-- TASK MATERIAL start --
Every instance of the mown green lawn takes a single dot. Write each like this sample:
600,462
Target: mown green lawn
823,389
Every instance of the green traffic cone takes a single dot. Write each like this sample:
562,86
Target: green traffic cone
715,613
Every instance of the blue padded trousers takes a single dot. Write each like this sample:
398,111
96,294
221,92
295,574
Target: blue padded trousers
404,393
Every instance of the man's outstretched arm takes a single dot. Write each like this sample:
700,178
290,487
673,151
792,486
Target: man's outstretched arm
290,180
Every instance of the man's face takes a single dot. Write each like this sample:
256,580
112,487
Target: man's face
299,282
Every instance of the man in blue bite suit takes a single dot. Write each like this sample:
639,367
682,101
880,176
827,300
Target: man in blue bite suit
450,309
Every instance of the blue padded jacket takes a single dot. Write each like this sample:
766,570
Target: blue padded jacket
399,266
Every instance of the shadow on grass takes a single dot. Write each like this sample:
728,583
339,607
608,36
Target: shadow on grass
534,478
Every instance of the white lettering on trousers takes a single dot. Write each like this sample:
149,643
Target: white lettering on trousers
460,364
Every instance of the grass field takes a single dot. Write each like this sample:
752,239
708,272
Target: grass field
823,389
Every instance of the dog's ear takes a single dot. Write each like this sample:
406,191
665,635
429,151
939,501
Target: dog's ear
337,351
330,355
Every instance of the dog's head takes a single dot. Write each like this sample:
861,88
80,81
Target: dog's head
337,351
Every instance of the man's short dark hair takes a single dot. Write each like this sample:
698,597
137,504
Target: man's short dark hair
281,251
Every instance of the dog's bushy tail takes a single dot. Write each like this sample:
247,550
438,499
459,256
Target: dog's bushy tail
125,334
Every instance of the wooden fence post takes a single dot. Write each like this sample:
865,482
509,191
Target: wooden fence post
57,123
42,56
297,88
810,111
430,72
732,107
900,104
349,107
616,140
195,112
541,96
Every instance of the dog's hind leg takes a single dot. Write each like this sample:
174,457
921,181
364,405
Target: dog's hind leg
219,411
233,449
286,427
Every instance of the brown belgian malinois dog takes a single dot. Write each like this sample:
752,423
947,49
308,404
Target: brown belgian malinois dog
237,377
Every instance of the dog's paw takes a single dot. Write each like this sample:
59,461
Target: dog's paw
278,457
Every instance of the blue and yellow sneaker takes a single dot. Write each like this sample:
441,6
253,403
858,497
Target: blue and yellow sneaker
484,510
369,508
-- TASK MATERIAL end --
• _STATED TASK_
Go through the listing above and restate it word for word.

• _REPLY_
Every instance of the mown green lawn takes a single dot. Write each like this sample:
600,462
Target: mown green lawn
823,389
Every instance of the green traffic cone takes a single dot. Write each like this sample:
562,86
Target: green traffic cone
715,613
Every instance of the blue padded trousers takes a single dot. Write each like this sample:
398,111
96,294
221,92
295,574
Target: blue padded trousers
404,393
Every instance of the man's outstretched arm takes a single dot. Write each like this sample:
700,178
290,487
673,151
792,486
Target: man's outstretched arm
290,180
Every instance of the man's face takes a single dot. Write each like this sample:
256,580
112,487
Target: man's face
299,282
Every instance of the man in blue bite suit takes a single dot. Write each like this sample:
639,367
682,101
880,176
827,300
Target: man in blue bite suit
450,309
Every instance of the blue padded jacket takes a single dot. Write each like this sample:
766,570
Target: blue padded jacket
399,266
Every instance of the shadow on grass takes a single dot. Write each like this sample:
728,583
339,607
608,36
Target: shadow on grass
534,478
Every instance of the white lettering on trousers takes a single dot. Write each like this sample:
149,643
Target: white lettering on trousers
460,364
Every instance of the grass field takes a single dot. Write each like this sample:
752,239
708,272
Target: grass field
823,389
Every instance of the dog's ear takes a single dot. Write each like this sample:
406,191
665,635
429,151
939,501
Target: dog's ear
337,351
330,355
Every instance of the dog's head takes a single dot. Write each like this sample:
861,88
80,81
Target: dog's head
337,351
Every instance of the man's short dark hair takes a single dot. Write each like this sample:
698,597
137,504
Target: man's short dark hair
281,251
Every instance of the dog's bushy tail takes a single dot. Write each like this sample:
247,550
438,499
459,256
Target: dog's bushy tail
125,334
Every instance of the wooden fence post takes a single dot. Write each like this sample:
865,482
509,191
Target: wooden fence post
57,123
42,56
297,88
810,111
430,72
732,107
900,104
349,107
616,140
195,112
541,96
Every instance of the dog's hind leg takes a single dot. Write each like this sample:
174,457
921,181
364,405
Target: dog's hind leg
219,411
233,449
286,427
Every instance of the brown belgian malinois dog takes a single dot. Write each like this sample:
752,423
947,49
308,404
Target: brown belgian malinois dog
237,377
Every instance of the dog's paw takes a single dot. Write each like this sample:
59,461
Target: dog's paw
278,457
Every instance of the blue and yellow sneaker takes a single dot. Write each like this sample:
441,6
253,403
858,497
Target: blue and yellow sneaker
484,510
369,508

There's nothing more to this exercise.